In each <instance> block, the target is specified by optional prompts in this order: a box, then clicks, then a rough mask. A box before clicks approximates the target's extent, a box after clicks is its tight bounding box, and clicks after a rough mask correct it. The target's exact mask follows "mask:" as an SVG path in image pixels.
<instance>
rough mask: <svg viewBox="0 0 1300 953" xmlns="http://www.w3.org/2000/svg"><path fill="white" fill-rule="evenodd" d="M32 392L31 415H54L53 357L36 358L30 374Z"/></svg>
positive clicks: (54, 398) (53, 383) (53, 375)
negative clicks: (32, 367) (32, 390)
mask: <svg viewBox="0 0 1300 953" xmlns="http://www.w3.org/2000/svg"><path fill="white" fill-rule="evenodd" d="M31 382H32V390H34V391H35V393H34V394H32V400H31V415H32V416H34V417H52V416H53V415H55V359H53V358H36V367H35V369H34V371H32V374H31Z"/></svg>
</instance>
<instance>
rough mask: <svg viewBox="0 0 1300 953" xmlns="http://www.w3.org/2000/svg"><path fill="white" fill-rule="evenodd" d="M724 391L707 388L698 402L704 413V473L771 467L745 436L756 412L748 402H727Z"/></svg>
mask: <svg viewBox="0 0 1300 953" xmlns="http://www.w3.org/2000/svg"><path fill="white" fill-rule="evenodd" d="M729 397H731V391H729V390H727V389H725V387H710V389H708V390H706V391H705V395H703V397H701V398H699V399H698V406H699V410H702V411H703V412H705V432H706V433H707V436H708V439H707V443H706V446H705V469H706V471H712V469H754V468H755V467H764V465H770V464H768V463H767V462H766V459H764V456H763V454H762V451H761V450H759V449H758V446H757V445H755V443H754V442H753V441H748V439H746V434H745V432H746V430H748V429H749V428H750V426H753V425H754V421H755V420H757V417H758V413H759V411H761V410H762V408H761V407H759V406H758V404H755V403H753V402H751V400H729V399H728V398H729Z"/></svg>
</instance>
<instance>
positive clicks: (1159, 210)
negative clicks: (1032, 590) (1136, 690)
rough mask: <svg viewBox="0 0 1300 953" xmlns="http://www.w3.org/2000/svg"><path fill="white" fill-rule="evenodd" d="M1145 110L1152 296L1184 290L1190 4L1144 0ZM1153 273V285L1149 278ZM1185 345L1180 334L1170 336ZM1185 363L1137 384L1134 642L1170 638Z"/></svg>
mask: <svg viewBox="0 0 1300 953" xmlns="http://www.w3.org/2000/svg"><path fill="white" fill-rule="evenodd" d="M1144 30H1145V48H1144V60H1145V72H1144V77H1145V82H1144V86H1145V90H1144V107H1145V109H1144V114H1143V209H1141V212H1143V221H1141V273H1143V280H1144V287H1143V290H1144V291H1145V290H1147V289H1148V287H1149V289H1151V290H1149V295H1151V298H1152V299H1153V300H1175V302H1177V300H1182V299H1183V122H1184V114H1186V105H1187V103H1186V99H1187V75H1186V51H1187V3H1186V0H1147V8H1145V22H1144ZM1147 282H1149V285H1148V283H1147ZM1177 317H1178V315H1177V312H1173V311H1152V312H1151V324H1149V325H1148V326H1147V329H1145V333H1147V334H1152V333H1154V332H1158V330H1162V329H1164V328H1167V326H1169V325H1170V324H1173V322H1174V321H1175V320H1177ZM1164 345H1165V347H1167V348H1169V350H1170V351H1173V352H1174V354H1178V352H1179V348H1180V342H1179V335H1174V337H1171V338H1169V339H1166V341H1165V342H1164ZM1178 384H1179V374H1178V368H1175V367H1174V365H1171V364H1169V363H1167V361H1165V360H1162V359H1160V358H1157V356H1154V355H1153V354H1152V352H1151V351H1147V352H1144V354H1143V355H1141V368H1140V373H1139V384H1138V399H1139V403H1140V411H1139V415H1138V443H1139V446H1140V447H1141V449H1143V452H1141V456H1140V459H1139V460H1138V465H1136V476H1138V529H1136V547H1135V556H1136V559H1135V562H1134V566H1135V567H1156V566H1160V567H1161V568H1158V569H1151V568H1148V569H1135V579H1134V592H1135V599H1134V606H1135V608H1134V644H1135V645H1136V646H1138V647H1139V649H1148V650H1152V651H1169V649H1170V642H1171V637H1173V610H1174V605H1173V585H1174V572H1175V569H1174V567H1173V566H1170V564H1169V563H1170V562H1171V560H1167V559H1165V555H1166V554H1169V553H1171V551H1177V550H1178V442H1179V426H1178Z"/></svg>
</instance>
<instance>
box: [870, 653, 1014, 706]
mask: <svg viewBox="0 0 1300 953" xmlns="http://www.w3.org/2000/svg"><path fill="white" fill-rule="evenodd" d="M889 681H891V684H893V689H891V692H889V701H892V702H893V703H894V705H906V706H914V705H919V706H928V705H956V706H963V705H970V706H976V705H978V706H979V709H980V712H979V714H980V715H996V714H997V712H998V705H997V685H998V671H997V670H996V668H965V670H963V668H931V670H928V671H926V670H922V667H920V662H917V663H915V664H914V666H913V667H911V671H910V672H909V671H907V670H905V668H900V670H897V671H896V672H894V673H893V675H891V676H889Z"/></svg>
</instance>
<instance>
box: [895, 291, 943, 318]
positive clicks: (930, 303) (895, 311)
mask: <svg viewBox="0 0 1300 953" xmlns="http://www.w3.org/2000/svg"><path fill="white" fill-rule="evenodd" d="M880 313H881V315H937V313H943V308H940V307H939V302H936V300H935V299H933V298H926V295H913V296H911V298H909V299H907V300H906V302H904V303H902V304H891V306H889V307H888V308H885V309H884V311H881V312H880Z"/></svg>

_ _ _

How to complete this task: All of the records should be transcribed exactly, with nothing left out.

The answer:
In each <instance> block, the target is specified by optional prompts in this order: a box, then clicks, then a rough mask. A box before clicks approximates the target's extent, a box after clicks is its tight bounding box, and clicks after a rough mask correct it. The target's exact mask follows "mask:" as an SVG path in image pixels.
<instance>
rough mask: <svg viewBox="0 0 1300 953" xmlns="http://www.w3.org/2000/svg"><path fill="white" fill-rule="evenodd" d="M32 392L31 415H54L53 357L36 358L30 374Z"/></svg>
positive clicks: (54, 398) (53, 383) (53, 375)
negative clicks: (32, 367) (32, 390)
mask: <svg viewBox="0 0 1300 953" xmlns="http://www.w3.org/2000/svg"><path fill="white" fill-rule="evenodd" d="M31 382H32V390H34V391H35V393H34V394H32V400H31V415H32V416H34V417H52V416H53V415H55V359H53V358H36V367H35V369H34V371H32V374H31Z"/></svg>
</instance>
<instance>
rough mask: <svg viewBox="0 0 1300 953" xmlns="http://www.w3.org/2000/svg"><path fill="white" fill-rule="evenodd" d="M724 391L707 388L698 402L704 413V473L771 467L745 436L756 412L748 402H727Z"/></svg>
mask: <svg viewBox="0 0 1300 953" xmlns="http://www.w3.org/2000/svg"><path fill="white" fill-rule="evenodd" d="M729 397H731V391H729V390H727V389H725V387H710V389H708V390H706V391H705V395H703V397H701V398H699V399H698V406H699V410H702V411H703V412H705V432H706V433H707V436H708V439H707V443H706V446H705V469H706V471H712V469H754V468H755V467H764V465H770V464H768V463H767V462H766V459H764V456H763V454H762V451H761V450H759V449H758V446H757V445H755V443H754V442H753V441H748V439H746V434H745V432H746V430H748V429H749V428H750V426H753V425H754V421H755V420H757V417H758V413H759V411H761V410H762V408H761V407H759V406H758V404H755V403H753V402H751V400H729V399H728V398H729Z"/></svg>
</instance>
<instance>
positive clicks: (1159, 210)
negative clicks: (1032, 590) (1136, 690)
rough mask: <svg viewBox="0 0 1300 953" xmlns="http://www.w3.org/2000/svg"><path fill="white" fill-rule="evenodd" d="M1145 110L1152 296L1184 290L1190 4L1144 0ZM1153 273V285L1149 278ZM1185 345L1180 334L1170 336ZM1185 363L1137 384L1134 642L1170 638Z"/></svg>
mask: <svg viewBox="0 0 1300 953" xmlns="http://www.w3.org/2000/svg"><path fill="white" fill-rule="evenodd" d="M1144 30H1145V48H1144V60H1145V72H1144V77H1145V82H1144V86H1145V90H1144V107H1145V109H1144V114H1143V209H1141V212H1143V221H1141V273H1143V280H1144V287H1143V290H1144V291H1145V290H1147V289H1148V287H1149V289H1151V290H1149V295H1151V298H1152V299H1153V300H1175V302H1177V300H1182V299H1183V122H1184V114H1186V105H1187V103H1186V99H1187V75H1186V51H1187V3H1186V0H1147V8H1145V22H1144ZM1147 282H1149V285H1148V283H1147ZM1177 317H1178V315H1177V312H1173V311H1152V312H1151V324H1149V325H1148V326H1147V329H1145V333H1147V334H1152V333H1154V332H1158V330H1162V329H1164V328H1167V326H1169V325H1170V324H1173V322H1174V321H1175V320H1177ZM1164 345H1165V347H1167V348H1169V350H1170V351H1173V352H1174V354H1178V352H1179V348H1180V342H1179V335H1174V337H1171V338H1169V339H1166V341H1165V342H1164ZM1178 384H1179V374H1178V368H1175V367H1174V365H1171V364H1169V363H1167V361H1165V360H1162V359H1160V358H1157V356H1154V355H1153V354H1152V352H1151V351H1147V352H1144V354H1143V355H1141V368H1140V373H1139V384H1138V399H1139V403H1140V411H1139V415H1138V443H1139V446H1140V447H1141V449H1143V452H1141V456H1140V459H1139V460H1138V465H1136V476H1138V529H1136V547H1135V556H1136V559H1135V562H1134V566H1135V567H1156V566H1160V567H1161V568H1158V569H1151V568H1148V569H1135V579H1134V592H1135V599H1134V606H1135V608H1134V644H1135V645H1136V646H1138V647H1139V649H1148V650H1152V651H1169V649H1170V642H1171V637H1173V610H1174V605H1173V585H1174V572H1175V569H1174V567H1173V566H1170V564H1169V563H1170V562H1171V560H1167V559H1165V555H1166V554H1169V553H1171V551H1177V550H1178V442H1179V426H1178Z"/></svg>
</instance>
<instance>
box: [870, 653, 1014, 706]
mask: <svg viewBox="0 0 1300 953" xmlns="http://www.w3.org/2000/svg"><path fill="white" fill-rule="evenodd" d="M889 681H891V684H893V689H891V692H889V701H892V702H893V703H894V705H906V706H914V705H919V706H928V705H956V706H963V705H970V706H976V705H978V706H979V709H980V712H979V714H980V715H996V714H997V712H998V705H997V685H998V671H997V670H996V668H965V670H963V668H931V670H928V671H926V670H922V667H920V662H917V663H915V664H914V666H913V667H911V671H910V672H909V671H907V670H905V668H900V670H897V671H896V672H894V673H893V675H891V676H889Z"/></svg>
</instance>
<instance>
box: [895, 291, 943, 318]
positive clicks: (930, 303) (895, 311)
mask: <svg viewBox="0 0 1300 953" xmlns="http://www.w3.org/2000/svg"><path fill="white" fill-rule="evenodd" d="M880 313H881V315H937V313H943V308H940V307H939V302H936V300H935V299H933V298H926V295H913V296H911V298H909V299H907V300H906V302H904V303H902V304H891V306H889V307H888V308H885V309H884V311H881V312H880Z"/></svg>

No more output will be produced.